**Поставленная задача A:** Перечислите все профессии, которые названы в тексте о презрении к слову.
**Поставленная задача B:** Выведите без изменений строки записей, начиная с самого начала записей и заканчивая строкой с «(45, 98), (148, 214)» включительно. Изображения в ответ не включайте.

**Показанный текст:**
'''

Герман Брох.  Парламенты гибнут от собственного ужаса


Своего рода презрение к слову, да что там – почти омерзение перед словом овладело человечеством. Прекраснодушная уверенность в том, что люди могут убедить друг друга посредством слова, языка, утрачена напрочь; глагол parlare приобрел дурной смысл, парламенты гибнут от собственного ужаса перед своей парлирующей деятельностью, а если где-нибудь созывается конференция, то она начинает свою деятельность под издевательские смешки и скептические отклики авгуров; уверенность в невозможности договориться слишком велика, каждый знает, что другой говорит на чужом языке, живет в совершенно другой системе мира, всякий народ – пленник собственной системы ценностей, да и не только народ, но и всякое его сословие, что коммерсант не в состоянии убедить военного, а военный – коммерсанта, инженер – рабочего, что они понимают друг друга только в том смысле, что постоянно ожидают с противной стороны какого-нибудь подвоха, вероломного нарушения договора, внезапного нападения и т. д. Никогда еще в истории по крайней мере Западной Европы человечество не признавалось так честно и откровенно, пусть это и кажется циничным, в том, что слово ничего не значит, более того, что не стоит и труда искать взаимопонимания; никогда еще оно не приходило в такое отчаяние, выхода из которого оно искало бы в грубой силе, той силе, с помощью которой сильный подавляет слабого...

'''

**Исходные данные:**

'''

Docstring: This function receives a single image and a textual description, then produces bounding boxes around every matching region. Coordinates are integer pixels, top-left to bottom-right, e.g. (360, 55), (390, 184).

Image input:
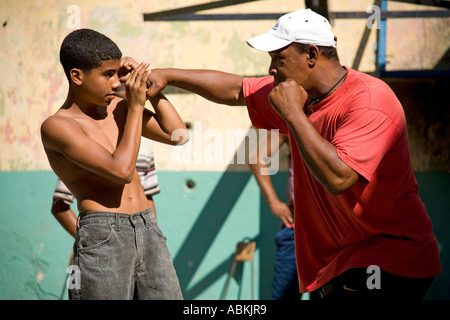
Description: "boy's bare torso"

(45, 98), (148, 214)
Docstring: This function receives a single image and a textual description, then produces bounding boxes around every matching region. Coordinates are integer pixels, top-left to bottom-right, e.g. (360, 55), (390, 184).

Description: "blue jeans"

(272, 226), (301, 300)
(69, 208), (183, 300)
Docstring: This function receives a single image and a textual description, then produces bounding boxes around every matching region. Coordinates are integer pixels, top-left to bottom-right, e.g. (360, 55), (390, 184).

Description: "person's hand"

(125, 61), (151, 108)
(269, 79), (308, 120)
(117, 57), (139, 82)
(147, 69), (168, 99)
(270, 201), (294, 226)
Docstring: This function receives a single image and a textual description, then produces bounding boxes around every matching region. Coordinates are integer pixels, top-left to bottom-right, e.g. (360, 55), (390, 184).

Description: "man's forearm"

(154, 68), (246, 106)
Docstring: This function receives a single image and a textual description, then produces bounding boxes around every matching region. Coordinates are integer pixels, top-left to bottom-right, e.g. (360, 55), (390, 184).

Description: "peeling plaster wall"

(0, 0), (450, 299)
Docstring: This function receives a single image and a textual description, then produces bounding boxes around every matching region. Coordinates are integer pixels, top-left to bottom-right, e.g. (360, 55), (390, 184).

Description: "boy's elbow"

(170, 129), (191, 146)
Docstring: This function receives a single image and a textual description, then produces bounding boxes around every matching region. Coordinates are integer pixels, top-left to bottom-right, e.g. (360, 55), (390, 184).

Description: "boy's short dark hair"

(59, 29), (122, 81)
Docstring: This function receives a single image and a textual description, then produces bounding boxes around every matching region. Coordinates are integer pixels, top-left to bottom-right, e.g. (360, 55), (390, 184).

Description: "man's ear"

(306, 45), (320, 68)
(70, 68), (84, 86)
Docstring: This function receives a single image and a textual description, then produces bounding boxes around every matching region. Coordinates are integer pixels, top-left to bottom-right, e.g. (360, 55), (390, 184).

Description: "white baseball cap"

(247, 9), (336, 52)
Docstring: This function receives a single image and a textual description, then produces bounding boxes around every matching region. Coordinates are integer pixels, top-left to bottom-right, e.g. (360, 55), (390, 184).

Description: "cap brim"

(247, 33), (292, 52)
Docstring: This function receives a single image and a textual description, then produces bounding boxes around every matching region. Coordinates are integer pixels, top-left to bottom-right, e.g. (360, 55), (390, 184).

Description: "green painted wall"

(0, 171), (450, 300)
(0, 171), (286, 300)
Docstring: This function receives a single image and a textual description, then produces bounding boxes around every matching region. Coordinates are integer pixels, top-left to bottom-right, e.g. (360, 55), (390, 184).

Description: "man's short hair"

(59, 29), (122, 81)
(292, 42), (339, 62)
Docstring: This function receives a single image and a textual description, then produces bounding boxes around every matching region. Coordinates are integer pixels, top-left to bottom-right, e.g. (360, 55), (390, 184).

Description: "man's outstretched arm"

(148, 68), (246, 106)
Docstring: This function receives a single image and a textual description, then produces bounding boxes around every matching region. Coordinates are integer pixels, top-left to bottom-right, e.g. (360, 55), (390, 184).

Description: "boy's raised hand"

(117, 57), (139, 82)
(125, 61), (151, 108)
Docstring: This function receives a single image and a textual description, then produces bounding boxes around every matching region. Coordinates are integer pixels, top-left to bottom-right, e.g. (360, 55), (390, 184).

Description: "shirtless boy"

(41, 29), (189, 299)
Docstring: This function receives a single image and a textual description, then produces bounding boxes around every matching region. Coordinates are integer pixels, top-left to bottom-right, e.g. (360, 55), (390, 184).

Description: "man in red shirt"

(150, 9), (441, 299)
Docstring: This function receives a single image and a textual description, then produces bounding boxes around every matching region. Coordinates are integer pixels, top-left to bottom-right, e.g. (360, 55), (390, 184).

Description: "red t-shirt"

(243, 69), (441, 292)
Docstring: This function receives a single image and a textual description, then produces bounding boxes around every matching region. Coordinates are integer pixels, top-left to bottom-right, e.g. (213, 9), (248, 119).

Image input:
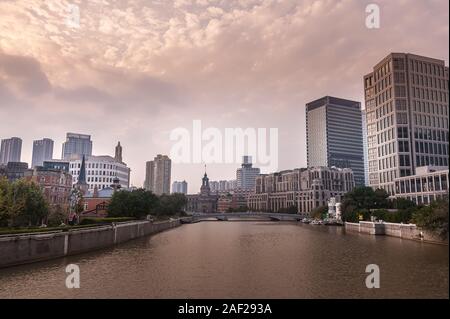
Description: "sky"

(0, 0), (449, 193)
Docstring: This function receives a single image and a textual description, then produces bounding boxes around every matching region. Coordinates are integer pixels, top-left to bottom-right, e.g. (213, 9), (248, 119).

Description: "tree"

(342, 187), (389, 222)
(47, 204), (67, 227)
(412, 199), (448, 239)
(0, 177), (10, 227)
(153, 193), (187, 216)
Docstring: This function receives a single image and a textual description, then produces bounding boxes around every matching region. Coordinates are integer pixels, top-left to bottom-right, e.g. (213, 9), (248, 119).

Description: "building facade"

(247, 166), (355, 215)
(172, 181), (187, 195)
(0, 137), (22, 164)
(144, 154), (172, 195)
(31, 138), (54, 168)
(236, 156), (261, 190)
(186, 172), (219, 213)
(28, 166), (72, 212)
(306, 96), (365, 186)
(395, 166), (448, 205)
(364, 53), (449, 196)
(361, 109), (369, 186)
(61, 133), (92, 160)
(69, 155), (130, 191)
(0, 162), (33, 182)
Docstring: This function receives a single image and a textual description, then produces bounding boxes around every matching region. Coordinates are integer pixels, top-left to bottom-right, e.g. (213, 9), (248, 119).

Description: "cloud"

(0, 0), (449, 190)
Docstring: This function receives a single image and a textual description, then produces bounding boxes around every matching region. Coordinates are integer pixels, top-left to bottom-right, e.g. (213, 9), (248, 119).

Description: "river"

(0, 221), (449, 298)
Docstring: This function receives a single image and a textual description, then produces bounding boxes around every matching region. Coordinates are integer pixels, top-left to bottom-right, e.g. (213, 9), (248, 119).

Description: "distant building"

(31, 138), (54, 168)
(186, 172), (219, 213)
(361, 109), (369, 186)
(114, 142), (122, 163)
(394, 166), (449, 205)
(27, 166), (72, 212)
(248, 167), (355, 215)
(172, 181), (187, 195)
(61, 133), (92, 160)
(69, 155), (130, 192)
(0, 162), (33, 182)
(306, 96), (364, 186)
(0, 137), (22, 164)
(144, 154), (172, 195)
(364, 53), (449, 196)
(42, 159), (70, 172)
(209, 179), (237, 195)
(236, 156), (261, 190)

'''

**Ожидаемый результат A:** коммерсант, военный, инженер, рабочий

**Ожидаемый результат B:**
Docstring: This function receives a single image and a textual description, then produces bounding boxes around every matching region. Coordinates are integer pixels, top-left to bottom-right, e.g. (360, 55), (390, 184).

Image input:
Description: "boy's bare torso"

(45, 98), (148, 214)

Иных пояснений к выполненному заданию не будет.